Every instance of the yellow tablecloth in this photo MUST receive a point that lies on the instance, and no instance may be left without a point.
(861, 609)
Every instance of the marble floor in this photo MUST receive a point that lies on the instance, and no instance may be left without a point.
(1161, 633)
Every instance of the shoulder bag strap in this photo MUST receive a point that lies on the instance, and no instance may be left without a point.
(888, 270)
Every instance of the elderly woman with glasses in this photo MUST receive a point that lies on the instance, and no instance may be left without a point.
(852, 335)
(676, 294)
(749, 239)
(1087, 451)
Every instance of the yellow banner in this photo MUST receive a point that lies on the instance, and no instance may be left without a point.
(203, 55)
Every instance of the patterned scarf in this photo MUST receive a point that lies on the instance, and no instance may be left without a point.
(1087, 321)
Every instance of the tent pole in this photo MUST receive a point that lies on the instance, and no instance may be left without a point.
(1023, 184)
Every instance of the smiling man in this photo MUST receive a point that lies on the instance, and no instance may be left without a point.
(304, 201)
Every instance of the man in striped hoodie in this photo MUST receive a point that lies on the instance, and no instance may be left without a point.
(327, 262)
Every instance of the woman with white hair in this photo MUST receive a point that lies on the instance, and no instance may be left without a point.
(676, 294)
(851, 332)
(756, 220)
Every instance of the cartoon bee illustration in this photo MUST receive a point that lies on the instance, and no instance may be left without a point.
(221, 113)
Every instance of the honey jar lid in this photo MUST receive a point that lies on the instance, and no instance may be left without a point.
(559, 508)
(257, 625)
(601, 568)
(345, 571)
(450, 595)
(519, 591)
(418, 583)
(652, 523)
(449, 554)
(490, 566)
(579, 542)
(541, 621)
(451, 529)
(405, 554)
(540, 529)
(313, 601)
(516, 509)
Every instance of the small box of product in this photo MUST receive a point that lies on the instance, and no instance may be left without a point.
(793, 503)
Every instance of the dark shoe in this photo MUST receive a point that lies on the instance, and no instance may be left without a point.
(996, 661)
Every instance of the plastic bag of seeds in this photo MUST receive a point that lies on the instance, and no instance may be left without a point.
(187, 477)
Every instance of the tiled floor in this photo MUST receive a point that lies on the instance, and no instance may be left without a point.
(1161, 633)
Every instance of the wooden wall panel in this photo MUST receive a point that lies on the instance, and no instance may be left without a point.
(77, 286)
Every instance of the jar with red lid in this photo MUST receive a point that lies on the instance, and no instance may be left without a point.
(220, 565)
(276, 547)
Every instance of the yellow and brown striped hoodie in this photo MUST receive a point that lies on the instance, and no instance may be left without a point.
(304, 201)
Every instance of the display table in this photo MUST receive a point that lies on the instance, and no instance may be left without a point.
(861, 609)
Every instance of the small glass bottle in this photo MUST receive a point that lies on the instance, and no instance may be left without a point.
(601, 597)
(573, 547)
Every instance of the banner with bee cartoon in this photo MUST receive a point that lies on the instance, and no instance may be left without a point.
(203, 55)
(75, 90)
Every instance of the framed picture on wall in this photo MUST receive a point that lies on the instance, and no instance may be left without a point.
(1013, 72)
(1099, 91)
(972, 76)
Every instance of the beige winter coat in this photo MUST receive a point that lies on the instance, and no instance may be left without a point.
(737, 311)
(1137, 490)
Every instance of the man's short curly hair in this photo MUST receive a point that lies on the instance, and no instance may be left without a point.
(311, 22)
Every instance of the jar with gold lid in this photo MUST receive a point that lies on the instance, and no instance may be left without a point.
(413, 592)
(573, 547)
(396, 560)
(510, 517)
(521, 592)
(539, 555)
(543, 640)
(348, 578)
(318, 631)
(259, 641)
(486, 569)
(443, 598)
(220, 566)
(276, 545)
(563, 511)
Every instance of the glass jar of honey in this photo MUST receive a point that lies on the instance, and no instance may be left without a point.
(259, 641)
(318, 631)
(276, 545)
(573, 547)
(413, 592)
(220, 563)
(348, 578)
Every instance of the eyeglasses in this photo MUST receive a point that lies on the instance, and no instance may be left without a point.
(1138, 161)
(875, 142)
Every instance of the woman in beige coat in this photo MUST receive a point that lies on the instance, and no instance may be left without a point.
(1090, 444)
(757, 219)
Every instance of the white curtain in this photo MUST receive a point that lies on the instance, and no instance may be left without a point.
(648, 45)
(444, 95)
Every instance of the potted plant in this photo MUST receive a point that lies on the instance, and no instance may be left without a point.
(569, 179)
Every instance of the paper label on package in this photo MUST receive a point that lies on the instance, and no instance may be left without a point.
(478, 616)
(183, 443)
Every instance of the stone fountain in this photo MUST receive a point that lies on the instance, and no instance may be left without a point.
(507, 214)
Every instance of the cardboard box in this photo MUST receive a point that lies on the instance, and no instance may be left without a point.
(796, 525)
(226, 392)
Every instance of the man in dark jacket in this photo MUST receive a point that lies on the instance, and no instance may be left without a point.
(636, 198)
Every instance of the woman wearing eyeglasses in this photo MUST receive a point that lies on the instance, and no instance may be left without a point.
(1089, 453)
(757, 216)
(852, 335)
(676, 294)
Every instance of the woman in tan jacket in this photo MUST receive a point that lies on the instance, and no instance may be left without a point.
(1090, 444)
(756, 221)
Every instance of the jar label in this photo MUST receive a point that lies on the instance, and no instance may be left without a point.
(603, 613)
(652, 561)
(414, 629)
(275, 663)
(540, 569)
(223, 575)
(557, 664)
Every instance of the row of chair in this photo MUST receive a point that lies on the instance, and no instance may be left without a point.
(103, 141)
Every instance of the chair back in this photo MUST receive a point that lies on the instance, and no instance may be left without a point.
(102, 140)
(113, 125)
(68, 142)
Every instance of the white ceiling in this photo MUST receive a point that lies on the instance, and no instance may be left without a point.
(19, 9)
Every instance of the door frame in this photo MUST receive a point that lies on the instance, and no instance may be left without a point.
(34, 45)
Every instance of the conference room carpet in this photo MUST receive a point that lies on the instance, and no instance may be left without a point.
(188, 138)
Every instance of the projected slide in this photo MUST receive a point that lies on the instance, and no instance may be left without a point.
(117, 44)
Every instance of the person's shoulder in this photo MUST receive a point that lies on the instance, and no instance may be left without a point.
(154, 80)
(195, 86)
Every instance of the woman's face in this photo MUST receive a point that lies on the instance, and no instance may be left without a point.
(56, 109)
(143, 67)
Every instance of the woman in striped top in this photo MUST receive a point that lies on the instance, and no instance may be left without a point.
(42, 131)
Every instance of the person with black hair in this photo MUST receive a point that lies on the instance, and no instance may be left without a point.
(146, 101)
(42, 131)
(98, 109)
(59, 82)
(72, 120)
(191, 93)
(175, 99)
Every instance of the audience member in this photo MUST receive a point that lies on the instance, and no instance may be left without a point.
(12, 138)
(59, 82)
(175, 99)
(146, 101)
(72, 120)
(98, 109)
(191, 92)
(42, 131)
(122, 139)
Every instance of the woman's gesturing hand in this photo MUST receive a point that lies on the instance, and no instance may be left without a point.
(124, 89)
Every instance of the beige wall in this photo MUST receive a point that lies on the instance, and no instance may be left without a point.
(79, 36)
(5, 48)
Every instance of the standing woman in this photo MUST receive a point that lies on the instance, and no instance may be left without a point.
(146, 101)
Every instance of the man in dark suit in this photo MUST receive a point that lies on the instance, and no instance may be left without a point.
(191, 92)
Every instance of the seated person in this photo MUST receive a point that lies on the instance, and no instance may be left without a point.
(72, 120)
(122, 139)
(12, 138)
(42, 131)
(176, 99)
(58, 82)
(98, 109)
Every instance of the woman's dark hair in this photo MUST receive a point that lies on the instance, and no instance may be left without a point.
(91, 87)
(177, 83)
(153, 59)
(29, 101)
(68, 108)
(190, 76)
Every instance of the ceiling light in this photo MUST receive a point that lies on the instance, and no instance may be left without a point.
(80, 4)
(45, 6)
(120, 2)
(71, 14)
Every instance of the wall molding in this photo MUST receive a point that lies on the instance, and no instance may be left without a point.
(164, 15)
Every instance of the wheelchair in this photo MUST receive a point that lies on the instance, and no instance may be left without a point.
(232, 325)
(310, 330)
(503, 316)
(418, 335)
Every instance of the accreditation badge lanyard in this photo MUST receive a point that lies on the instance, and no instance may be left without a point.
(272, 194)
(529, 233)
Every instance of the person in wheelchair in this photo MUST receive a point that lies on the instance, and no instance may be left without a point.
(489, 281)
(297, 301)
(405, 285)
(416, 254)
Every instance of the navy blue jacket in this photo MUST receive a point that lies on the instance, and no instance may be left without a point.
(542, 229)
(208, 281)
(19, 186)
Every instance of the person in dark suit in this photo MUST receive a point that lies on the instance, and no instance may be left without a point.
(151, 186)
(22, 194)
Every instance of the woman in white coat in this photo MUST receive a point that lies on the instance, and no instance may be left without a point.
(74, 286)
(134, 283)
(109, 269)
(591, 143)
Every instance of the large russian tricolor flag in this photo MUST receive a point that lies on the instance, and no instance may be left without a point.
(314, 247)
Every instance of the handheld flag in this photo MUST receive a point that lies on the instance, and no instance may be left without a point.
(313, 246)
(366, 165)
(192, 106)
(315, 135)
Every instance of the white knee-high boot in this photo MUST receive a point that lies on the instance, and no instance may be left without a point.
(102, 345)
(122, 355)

§ **Problem requirements**:
Please write out the material word for word, starting at its first line and ending at the line containing "(1087, 451)", with both of those lines included.

§ **Solution**:
Every instance of the yellow tablecloth in this photo MUST receive a point that lies on the instance, and no instance may be left without a point.
(861, 609)
Every instance of the marble floor in this photo MUST receive a point that lies on the instance, and no instance may be left without a point.
(1161, 633)
Every instance of the shoulder bag strap in this photo MUST receive a point that lies on the instance, and no instance may be left without a point.
(888, 270)
Every instance of the elderly woman with glasses in this photo MUST receive a point that lies on the instance, and no instance may be left without a point.
(852, 335)
(676, 294)
(749, 239)
(1087, 451)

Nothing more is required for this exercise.